• Text

+ + + + + + +

Ibuprofen: Gedächtnisverlust durch Schmerzmittel?
An Schmerzmitteln mit Ibuprofen führt für viele Patient:innen in der Selbstmedikation kein Weg vorbei. Dass dabei mitunter auch unerwünschte Wirkungen drohen, ist bekannt. Dazu gehört auch ein kurzfristiger Gedächtnisverlust unter Ibuprofen.
Ibuprofen-haltige Arzneimitteln gehören zu den Schnelldrehern in der Apotheke. Doch die Einnahme kann mit Nebenwirkungen verbunden sein – allem voran gastrointestinale Beschwerden wie Sodbrennen, Übelkeit und Co. Doch auch Leberschäden können drohen und der Wirkstoff kann die roten Blutkörperchen verändern und so den Sauerstofftransport im Blut beeinflussen.

+ + + + + + +

• Aufgaben
A. Tippen Sie aus dem Text über Ibuprofen den Abschnitt von „Ibuprofen: Gedächtnisverlust durch“ bis „Gedächtnisverlust unter Ibuprofen.“ wortgetreu ab.
B. Prüfen Sie, ob die folgenden Aussagen mit dem Text über Ibuprofen übereinstimmen. Antworten Sie jeweils mit Ja oder Nein, und zitieren Sie die entscheidenden Worte des Textes wörtlich.
(i) Sodbrennen wird als gastrointestinale Beschwerde genannt.
(ii) Ibuprofen-haltige Arzneimittel werden in der Apotheke nur selten verkauft.
(iii) Als mögliche Folge der Einnahme werden Leberschäden erwähnt.
C. Setzen Sie den Text über Ibuprofen im Anschluss an seinen letzten Satz fort.
Die anschließenden Zeilen stehen in keinem Zusammenhang mit dem Text über Ibuprofen.

Extrahierte Datensätze
+ + + + + + +

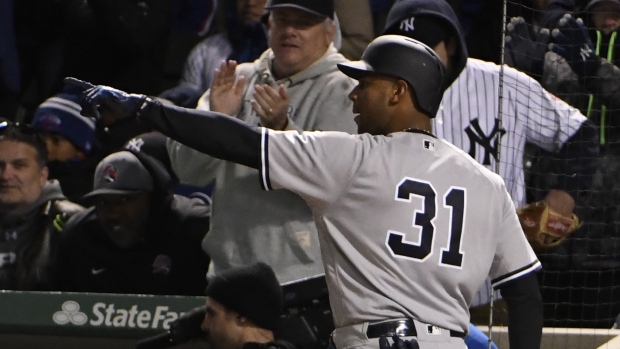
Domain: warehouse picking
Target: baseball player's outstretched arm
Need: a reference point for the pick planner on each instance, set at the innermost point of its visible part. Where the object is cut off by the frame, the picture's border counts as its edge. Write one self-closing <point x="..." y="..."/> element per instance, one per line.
<point x="525" y="315"/>
<point x="215" y="134"/>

+ + + + + + +

• Antworten je Aufgabe
A.
Ibuprofen: Gedächtnisverlust durch Schmerzmittel?
An Schmerzmitteln mit Ibuprofen führt für viele Patient:innen in der Selbstmedikation kein Weg vorbei. Dass dabei mitunter auch unerwünschte Wirkungen drohen, ist bekannt. Dazu gehört auch ein kurzfristiger Gedächtnisverlust unter Ibuprofen.

B.
(i) Ja: „gastrointestinale Beschwerden wie Sodbrennen, Übelkeit und Co.“
(ii) Nein: „Ibuprofen-haltige Arzneimitteln gehören zu den Schnelldrehern in der Apotheke.“
(iii) Ja: „Doch auch Leberschäden können drohen“

C.
Doch damit nicht genug. „Wenn auch die Verträglichkeit von Ibuprofen im Allgemeinen als relativ gut gilt, so scheinen neuropsychiatrische Störungen nicht ganz selten vorzukommen“, heißt es von der Arzneimittelkommission der deutschen Ärzteschaft (AkdÄ). Denn: Wie sich zeigt, kann es unter Ibuprofen offenbar zu einem Gedächtnisverlust kommen – zumindest kurzfristig.
Ibuprofen gehört zu den nicht-steroidalen Antirheumatika (NSAR) und hemmt die Cyclooxygenasen COX-1 und COX-2 und somit die Prostaglandinbildung. Der Wirkstoff besitzt schmerzlindernde, fiebersenkende und entzündungshemmende Eigenschaften und kommt vor allem bei leichten bis mäßig starken Schmerzen zum Einsatz. Dosiert wird in Abhängigkeit von Alter und Körpergewicht. Kinder und Jugendliche ab zwölf Jahren und Erwachsene nehmen als Einzeldosis 200 bis 400 mg.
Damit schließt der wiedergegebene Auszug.